[Dataset excerpts]:
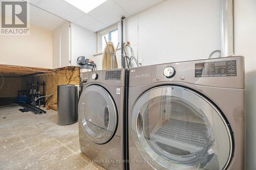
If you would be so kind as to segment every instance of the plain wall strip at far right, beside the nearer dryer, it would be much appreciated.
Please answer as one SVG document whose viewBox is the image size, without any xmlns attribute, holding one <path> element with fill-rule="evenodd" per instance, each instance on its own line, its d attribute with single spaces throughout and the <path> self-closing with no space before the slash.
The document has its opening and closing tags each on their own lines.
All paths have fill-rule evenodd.
<svg viewBox="0 0 256 170">
<path fill-rule="evenodd" d="M 256 1 L 234 1 L 234 49 L 245 57 L 246 169 L 256 169 Z"/>
</svg>

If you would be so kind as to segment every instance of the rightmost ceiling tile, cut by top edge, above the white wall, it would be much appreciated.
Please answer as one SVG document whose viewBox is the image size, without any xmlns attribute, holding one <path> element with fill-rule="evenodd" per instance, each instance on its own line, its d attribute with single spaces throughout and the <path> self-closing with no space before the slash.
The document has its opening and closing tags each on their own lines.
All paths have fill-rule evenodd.
<svg viewBox="0 0 256 170">
<path fill-rule="evenodd" d="M 130 15 L 137 14 L 166 0 L 115 0 Z"/>
</svg>

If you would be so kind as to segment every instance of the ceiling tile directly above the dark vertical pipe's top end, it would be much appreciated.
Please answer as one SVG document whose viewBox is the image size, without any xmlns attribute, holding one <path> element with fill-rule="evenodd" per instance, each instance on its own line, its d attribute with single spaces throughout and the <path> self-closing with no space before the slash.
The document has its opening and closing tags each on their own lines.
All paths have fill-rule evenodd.
<svg viewBox="0 0 256 170">
<path fill-rule="evenodd" d="M 110 26 L 118 22 L 122 16 L 128 16 L 129 14 L 120 8 L 114 0 L 108 0 L 90 11 L 88 15 Z"/>
</svg>

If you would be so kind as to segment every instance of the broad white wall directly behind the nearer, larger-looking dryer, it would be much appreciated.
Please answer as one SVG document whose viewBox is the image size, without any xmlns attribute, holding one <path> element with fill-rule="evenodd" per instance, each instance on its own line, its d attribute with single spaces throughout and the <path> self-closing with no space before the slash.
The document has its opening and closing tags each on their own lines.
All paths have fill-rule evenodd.
<svg viewBox="0 0 256 170">
<path fill-rule="evenodd" d="M 221 48 L 220 17 L 221 0 L 169 0 L 126 18 L 124 41 L 143 65 L 207 58 Z M 94 58 L 98 69 L 101 57 Z"/>
</svg>

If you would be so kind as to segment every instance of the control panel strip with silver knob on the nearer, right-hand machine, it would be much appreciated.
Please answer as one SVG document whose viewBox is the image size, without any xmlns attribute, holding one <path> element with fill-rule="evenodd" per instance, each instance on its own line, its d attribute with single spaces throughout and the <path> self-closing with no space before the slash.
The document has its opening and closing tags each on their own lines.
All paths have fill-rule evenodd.
<svg viewBox="0 0 256 170">
<path fill-rule="evenodd" d="M 130 69 L 130 87 L 161 82 L 244 88 L 244 57 L 202 59 Z"/>
</svg>

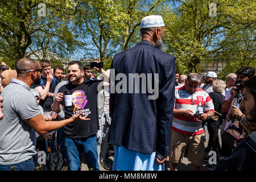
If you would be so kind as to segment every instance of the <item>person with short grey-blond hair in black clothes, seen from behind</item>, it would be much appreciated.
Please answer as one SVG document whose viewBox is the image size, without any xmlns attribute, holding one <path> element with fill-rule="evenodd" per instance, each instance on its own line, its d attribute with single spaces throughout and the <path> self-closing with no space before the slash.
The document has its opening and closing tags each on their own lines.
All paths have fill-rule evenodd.
<svg viewBox="0 0 256 182">
<path fill-rule="evenodd" d="M 226 84 L 222 80 L 216 80 L 213 82 L 212 89 L 213 92 L 209 93 L 210 98 L 213 101 L 214 105 L 214 116 L 207 121 L 207 129 L 209 133 L 209 142 L 208 146 L 205 149 L 205 152 L 209 151 L 216 151 L 217 159 L 220 156 L 220 143 L 218 139 L 218 129 L 222 124 L 222 117 L 221 117 L 221 105 L 224 101 L 223 92 L 226 87 Z M 208 169 L 213 169 L 214 166 L 207 166 Z"/>
</svg>

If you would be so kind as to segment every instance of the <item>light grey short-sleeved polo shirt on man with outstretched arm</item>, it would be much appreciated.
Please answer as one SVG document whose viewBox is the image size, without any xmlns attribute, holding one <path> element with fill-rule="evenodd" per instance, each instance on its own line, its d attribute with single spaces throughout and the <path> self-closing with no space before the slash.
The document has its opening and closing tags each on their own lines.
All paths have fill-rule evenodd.
<svg viewBox="0 0 256 182">
<path fill-rule="evenodd" d="M 24 119 L 41 111 L 29 86 L 12 78 L 1 93 L 3 119 L 0 121 L 0 164 L 11 165 L 31 159 L 36 152 L 35 131 Z"/>
</svg>

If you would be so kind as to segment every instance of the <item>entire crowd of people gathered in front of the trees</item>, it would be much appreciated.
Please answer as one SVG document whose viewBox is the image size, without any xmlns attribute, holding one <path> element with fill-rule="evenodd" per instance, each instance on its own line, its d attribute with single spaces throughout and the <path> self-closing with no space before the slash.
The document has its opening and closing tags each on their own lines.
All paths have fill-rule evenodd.
<svg viewBox="0 0 256 182">
<path fill-rule="evenodd" d="M 94 171 L 162 171 L 167 157 L 175 171 L 185 154 L 199 171 L 213 151 L 210 170 L 255 171 L 254 68 L 241 67 L 226 80 L 214 72 L 179 75 L 175 57 L 162 51 L 164 31 L 161 16 L 144 17 L 142 41 L 115 55 L 107 71 L 80 61 L 68 64 L 67 75 L 49 60 L 23 58 L 15 70 L 1 64 L 0 171 L 40 168 L 38 152 L 57 148 L 71 171 L 81 169 L 82 158 Z M 119 73 L 129 79 L 113 78 Z M 142 73 L 147 89 L 135 80 Z M 158 86 L 157 97 L 149 99 L 148 83 Z M 229 133 L 234 127 L 238 135 Z"/>
</svg>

[Brief]: Whenever a line of the data includes the word "white", show that line in full.

[Task solution]:
If you would be so kind as to segment every instance of the rightmost ceiling tile, cut by top edge, above the white wall, it would be much appreciated.
If you would be so kind as to segment every instance of the broad white wall directly behind the nearer, larger-looking dryer, it would be much appreciated.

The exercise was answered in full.